• _Your tasks_:
a: Reproduce the ambulance shift account from "A running call" to "few minutes later.", substituting "police" for "cops".
b: Answer these questions using the ambulance shift account:
(i) What sport did the injured man and his friends play?
(ii) From where was the hoax call made?
(iii) What priority was the hoax call given?
c: Write a continuation of the ambulance shift account, starting after its final sentence.

Document text: Begin

A running call in Leicester Square next and an Australian man almost got his tooth knocked out by his mate after an argument. The largish bloke was very concerned about the aesthetic damage that had been done and less bothered by the fact that he’d been knocked out cold for a few seconds after the blow had been struck.

Neither he nor his other (less aggressive) friend wanted the cops involved and preferred to sort it out themselves and initially he didn’t want an ambulance but as the horror of his uneven smile dawned on him, he insisted on going to A&E. An ambulance collected him and his friend a few minutes later.

He and his friends were rugby players, so I kind of thought he was behaving like a Hell’s Angels member who’d been scratched by the pet cat and insisting on a plaster when he continually moaned about a bent tooth and then asked for an ambulance.

During this engagement, a young black lad sped past me and attempted to evade the cops for some reason - he even knocked a PCSO about in the escape bid. It took seconds for the world’s combined police forces to descend and catch him as he fled. I don’t know what he did but assaulting the PCSO was a big mistake.

The night ended with a traditional tribute to all those hard-earning decent tax-paying citizens of London town; a hoax call. This one was from a call box (they usually are) and described a man who ‘needs someone to talk to him about where he is’. This was given a Red1 priority – possibly because he’d added the fact that he wasn’t breathing and didn’t have a heart beat, who knows? I was sent to investigate and when I got there I found the usual suspect…an empty phone box. But it was a pretty red one, so that’s ok.

Document text: End
Extracted entries: Begin

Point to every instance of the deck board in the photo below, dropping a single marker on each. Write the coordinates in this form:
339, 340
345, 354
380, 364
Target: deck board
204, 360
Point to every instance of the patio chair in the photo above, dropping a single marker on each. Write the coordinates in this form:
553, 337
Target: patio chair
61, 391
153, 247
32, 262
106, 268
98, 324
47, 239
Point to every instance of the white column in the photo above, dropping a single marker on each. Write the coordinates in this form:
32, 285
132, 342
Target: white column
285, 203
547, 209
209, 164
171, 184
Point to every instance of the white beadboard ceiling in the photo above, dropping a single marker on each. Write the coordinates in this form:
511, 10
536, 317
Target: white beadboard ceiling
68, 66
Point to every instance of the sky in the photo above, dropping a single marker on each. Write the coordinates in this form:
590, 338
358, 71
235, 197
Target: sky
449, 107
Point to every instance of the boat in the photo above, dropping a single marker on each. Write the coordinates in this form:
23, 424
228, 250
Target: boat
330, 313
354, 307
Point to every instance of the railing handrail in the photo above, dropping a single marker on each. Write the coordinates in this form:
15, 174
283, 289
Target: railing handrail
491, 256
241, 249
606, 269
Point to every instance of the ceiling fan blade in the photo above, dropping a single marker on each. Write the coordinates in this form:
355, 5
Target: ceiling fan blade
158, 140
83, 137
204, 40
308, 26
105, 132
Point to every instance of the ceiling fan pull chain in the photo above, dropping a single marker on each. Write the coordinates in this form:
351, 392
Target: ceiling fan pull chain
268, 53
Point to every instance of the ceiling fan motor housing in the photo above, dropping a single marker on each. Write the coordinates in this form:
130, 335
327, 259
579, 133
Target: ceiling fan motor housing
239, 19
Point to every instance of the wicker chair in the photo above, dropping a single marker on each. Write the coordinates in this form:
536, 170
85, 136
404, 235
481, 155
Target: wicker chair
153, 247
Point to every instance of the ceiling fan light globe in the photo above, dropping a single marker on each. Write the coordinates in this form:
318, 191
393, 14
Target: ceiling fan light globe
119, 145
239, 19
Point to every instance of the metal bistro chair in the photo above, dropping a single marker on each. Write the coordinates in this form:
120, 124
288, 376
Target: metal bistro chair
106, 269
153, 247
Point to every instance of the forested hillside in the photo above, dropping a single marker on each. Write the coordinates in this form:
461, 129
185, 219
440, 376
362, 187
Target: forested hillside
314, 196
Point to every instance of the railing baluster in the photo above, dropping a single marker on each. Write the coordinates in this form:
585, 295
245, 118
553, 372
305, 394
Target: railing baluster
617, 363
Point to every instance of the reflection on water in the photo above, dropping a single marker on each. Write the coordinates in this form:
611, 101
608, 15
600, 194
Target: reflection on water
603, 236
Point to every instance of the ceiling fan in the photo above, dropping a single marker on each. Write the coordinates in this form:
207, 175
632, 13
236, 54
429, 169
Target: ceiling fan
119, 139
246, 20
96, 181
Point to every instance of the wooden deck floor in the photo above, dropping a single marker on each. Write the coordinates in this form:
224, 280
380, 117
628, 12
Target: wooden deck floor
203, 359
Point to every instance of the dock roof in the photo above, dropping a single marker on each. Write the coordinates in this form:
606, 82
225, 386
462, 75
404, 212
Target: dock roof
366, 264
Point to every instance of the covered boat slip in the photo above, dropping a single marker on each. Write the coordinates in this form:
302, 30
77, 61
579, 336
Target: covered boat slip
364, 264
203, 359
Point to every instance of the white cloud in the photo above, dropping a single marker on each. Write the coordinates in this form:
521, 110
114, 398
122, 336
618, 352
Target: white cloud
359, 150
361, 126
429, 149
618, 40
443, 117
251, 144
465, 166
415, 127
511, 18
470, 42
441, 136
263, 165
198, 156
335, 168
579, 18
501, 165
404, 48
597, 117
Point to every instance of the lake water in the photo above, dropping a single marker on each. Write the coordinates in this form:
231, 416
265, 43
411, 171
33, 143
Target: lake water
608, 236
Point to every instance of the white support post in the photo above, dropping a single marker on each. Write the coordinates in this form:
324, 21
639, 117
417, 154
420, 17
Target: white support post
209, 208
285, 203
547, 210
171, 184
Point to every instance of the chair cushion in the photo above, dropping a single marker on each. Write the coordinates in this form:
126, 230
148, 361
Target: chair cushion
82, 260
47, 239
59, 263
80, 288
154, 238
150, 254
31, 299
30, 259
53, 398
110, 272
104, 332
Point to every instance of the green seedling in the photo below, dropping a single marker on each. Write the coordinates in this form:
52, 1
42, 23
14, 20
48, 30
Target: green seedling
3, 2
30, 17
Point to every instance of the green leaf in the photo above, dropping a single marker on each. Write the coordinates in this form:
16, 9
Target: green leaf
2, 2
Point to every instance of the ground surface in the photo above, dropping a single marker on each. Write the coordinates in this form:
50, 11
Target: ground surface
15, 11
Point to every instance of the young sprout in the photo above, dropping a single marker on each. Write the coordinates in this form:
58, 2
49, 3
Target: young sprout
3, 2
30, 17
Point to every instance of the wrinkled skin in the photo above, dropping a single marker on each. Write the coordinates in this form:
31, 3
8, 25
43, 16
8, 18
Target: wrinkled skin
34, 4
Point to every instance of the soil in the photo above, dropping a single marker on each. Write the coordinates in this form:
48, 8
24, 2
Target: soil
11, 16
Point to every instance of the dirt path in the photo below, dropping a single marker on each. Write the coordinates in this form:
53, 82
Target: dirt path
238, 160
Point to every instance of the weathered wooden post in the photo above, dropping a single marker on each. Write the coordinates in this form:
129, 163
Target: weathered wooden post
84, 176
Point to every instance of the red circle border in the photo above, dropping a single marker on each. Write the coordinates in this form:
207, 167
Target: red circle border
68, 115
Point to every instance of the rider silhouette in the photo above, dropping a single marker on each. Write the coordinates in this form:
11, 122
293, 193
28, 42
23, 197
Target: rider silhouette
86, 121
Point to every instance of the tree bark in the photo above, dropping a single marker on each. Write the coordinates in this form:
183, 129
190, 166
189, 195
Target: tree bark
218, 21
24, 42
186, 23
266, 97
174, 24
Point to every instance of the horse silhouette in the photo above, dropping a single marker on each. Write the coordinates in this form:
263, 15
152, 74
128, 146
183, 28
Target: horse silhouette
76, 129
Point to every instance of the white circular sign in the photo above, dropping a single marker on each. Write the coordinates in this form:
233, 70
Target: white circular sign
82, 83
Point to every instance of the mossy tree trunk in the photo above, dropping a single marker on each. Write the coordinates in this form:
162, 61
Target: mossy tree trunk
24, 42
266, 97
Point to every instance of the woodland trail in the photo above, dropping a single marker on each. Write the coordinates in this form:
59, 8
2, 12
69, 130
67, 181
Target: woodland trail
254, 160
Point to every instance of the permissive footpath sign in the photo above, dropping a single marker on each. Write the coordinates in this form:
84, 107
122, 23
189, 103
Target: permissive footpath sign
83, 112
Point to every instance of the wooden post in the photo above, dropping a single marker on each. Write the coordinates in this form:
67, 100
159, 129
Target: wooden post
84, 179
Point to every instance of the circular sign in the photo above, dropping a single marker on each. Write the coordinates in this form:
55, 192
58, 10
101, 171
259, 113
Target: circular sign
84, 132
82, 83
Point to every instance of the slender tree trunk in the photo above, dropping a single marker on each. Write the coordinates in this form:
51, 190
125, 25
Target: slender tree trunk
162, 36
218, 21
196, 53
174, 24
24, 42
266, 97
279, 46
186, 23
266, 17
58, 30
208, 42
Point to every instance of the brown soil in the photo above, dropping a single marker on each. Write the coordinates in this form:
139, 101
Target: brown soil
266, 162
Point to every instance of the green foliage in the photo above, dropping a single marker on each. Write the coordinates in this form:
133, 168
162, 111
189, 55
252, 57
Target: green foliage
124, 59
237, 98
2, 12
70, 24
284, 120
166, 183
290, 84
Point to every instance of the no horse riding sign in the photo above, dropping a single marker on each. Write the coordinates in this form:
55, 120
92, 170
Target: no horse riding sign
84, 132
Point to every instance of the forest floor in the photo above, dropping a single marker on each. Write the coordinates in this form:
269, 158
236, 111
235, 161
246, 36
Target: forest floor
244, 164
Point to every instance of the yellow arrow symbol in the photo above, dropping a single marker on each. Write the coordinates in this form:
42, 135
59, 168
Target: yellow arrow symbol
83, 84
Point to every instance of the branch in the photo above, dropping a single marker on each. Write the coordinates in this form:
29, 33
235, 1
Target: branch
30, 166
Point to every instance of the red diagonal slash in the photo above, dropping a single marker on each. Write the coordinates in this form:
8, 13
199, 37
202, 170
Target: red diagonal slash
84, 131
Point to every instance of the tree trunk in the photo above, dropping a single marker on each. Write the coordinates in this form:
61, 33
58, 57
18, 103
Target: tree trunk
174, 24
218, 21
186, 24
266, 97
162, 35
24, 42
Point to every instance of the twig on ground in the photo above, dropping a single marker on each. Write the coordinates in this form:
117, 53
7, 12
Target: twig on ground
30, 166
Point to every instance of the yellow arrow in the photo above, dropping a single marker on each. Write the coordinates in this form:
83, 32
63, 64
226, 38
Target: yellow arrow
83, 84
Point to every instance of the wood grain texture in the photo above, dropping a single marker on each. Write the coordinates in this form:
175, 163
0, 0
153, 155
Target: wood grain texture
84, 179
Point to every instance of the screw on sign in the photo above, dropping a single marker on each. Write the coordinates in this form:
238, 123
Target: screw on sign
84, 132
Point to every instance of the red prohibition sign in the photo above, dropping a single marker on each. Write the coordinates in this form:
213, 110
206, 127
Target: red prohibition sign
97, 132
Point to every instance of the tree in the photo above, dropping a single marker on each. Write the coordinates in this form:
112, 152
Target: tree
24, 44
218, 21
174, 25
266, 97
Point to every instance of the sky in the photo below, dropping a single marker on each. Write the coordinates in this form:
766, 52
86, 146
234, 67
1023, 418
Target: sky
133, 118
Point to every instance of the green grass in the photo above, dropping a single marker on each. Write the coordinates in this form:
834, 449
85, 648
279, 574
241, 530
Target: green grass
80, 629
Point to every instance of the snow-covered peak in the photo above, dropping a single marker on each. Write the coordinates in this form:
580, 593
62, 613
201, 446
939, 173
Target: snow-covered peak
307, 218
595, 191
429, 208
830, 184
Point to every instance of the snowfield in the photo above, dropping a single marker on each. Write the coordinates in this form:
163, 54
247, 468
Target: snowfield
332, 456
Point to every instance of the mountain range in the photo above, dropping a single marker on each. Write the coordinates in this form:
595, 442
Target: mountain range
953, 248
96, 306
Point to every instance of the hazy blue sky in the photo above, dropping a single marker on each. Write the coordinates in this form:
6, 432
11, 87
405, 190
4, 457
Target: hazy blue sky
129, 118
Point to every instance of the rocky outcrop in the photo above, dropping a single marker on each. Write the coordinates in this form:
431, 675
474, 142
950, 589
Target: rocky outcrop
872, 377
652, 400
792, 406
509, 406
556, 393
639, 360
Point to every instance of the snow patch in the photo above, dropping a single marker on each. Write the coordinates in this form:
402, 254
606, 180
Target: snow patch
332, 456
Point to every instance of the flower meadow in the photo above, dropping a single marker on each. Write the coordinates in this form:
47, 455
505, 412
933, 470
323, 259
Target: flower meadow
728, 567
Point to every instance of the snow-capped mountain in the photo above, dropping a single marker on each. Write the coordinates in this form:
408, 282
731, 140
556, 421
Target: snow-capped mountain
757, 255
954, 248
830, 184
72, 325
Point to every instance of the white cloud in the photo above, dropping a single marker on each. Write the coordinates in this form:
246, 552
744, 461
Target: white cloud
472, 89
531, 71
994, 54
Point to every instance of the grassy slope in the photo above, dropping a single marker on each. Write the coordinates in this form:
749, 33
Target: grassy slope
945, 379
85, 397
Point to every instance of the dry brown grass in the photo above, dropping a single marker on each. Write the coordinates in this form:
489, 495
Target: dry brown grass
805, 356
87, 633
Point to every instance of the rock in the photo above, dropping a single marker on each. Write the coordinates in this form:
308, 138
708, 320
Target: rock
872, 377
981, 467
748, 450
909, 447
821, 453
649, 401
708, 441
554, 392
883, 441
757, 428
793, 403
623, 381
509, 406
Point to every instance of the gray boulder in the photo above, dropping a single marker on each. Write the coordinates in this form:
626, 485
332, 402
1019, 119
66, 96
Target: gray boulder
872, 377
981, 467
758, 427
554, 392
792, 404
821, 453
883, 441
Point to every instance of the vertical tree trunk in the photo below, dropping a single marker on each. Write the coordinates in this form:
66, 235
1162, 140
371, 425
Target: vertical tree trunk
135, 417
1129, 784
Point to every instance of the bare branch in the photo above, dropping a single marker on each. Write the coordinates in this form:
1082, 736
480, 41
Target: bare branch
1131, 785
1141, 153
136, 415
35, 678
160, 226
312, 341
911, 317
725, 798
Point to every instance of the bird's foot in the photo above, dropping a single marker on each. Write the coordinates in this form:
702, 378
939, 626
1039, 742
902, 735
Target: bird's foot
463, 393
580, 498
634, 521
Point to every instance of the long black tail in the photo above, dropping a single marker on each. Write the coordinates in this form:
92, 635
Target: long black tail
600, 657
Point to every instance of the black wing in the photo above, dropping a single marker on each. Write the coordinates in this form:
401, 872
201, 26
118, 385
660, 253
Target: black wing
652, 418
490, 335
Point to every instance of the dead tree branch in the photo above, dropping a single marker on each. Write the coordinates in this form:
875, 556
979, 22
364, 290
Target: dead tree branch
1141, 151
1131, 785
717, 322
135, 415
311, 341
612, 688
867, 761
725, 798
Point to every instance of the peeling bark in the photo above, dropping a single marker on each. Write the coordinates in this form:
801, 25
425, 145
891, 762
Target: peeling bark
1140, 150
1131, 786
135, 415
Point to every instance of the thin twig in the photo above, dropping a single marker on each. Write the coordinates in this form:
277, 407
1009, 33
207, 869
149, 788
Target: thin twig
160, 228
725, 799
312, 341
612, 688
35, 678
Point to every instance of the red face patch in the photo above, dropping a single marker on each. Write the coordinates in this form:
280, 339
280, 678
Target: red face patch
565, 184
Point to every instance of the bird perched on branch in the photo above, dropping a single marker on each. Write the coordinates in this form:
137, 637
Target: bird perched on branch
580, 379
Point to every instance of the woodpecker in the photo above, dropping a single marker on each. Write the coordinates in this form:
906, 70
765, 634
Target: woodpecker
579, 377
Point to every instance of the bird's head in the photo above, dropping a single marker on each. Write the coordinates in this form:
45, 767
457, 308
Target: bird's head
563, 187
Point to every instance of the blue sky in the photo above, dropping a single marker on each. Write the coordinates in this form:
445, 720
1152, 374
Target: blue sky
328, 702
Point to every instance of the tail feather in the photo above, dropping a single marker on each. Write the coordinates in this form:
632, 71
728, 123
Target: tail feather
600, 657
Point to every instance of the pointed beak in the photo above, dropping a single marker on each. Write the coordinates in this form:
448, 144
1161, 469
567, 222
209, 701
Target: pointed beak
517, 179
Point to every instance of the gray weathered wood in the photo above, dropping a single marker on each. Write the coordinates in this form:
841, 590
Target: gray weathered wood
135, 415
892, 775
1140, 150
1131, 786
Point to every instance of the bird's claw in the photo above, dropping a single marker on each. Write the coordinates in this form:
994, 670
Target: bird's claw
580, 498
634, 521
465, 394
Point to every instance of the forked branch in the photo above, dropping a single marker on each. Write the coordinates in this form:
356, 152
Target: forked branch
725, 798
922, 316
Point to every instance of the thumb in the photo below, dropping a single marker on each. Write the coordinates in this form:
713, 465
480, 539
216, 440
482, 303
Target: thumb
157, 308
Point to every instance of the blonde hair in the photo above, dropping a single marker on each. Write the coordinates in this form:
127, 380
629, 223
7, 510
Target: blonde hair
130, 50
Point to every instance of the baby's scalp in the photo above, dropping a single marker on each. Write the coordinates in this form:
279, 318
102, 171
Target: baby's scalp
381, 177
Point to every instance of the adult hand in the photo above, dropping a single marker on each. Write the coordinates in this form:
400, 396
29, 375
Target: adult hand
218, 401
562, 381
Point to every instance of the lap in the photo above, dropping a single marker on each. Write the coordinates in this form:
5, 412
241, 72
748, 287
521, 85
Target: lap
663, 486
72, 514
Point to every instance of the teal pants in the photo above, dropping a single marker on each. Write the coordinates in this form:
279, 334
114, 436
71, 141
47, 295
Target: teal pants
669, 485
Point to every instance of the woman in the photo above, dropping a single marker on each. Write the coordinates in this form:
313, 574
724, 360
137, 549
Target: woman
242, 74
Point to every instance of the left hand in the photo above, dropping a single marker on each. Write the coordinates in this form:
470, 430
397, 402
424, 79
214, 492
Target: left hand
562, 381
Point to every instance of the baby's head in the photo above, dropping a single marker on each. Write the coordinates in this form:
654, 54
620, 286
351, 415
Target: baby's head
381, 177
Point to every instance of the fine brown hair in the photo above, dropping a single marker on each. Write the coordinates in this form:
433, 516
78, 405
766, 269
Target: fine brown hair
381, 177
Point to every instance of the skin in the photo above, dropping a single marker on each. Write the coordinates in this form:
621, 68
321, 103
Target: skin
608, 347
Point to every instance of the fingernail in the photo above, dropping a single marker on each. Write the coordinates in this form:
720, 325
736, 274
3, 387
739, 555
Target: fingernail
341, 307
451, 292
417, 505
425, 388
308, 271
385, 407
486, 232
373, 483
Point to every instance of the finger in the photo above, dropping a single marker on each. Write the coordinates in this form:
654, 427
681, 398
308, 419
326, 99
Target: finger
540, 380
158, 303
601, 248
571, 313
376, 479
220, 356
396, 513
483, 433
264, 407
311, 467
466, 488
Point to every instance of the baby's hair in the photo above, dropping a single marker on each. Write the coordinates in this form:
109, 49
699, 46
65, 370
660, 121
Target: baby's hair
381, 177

Extracted entries: End

• _Expected outputs_:
a:
A running call in Leicester Square next and an Australian man almost got his tooth knocked out by his mate after an argument. The largish bloke was very concerned about the aesthetic damage that had been done and less bothered by the fact that he’d been knocked out cold for a few seconds after the blow had been struck.

Neither he nor his other (less aggressive) friend wanted the police involved and preferred to sort it out themselves and initially he didn’t want an ambulance but as the horror of his uneven smile dawned on him, he insisted on going to A&E. An ambulance collected him and his friend a few minutes later.

b:
(i) Rugby.
(ii) A call box.
(iii) Red1.

c:
Be safe.

Sunday, 2 August 2009

Plinth life

Night shift: Six calls; one by car, one treated on scene and four by ambulance.

Stats: 1 EP fit; 1 Chest pain; 1 Asthma; 1 Abdo pain; 1 Head injury.

The Student Paramedic (SP) is with me again tonight and we start off with a call to a 28 year-old woman who’s had two fits in the street. One of my MRU colleagues is already there and he explains that she usually only has one seizure. She has a cut to her chin but no other injury. She seems lucid enough and because there are no ambulances available, I decide to take her in the car. If she’d been confused or the least bit unstable, I would have waited with her but Control has sent me for this reason.

We get her to hospital quickly with her friend as Chaperone.

Not long after this I was asked to attend a 70 year-old lady who was unwell. I was told that she just needed a ‘welfare check’ (and for my American friends that means a health check; not a Government handout). We got to the large flat in a well-off part of town and she was sitting in the front room with her sister. They live on their own and have done so all their lives – never been married, never been apart. There used to be three of them (I was shown a picture of them all in their youth) but one of them died recently. It was a poignant tale to hear.

The unwell lady had a ‘heavy chest’, which she had been coping with for a few days – she’d had a cold too and complained about pain down one side of her face every now and again. This sounded like trigeminal neuralgia to me; possibly associated with pressure in her skull, so I dropped the idea of leaving her to it and cancelling the ambulance.

They had apologised profusely for calling us, citing our need to be with ‘genuinely ill people’. I had to smile at the irony of it – here we were with two hard-working, tax-paying people who’d probably never dialled 999 before in their lives and they were feeling guilty about their ‘abuse’ of it when I’ll bet not a mile away from them, someone is making demands of us purely because they can, and not for any truly medical reason.

As the lady was taken out to the ambulance, I noticed a Euro-Millions lottery ticket on a table. I guess even the well-lived have aspirations of more luxury.

Her ECG was abnormal and I was invited, by her sister, to talk to their private GP. I’m always a little wary of doing this because some of them tend to adopt an immediately haughty air about them when they realise they are speaking with a mere ‘ambulance driver’. Fortunately, this one treated me like a fellow professional and we exchanged information about his patient like colleagues.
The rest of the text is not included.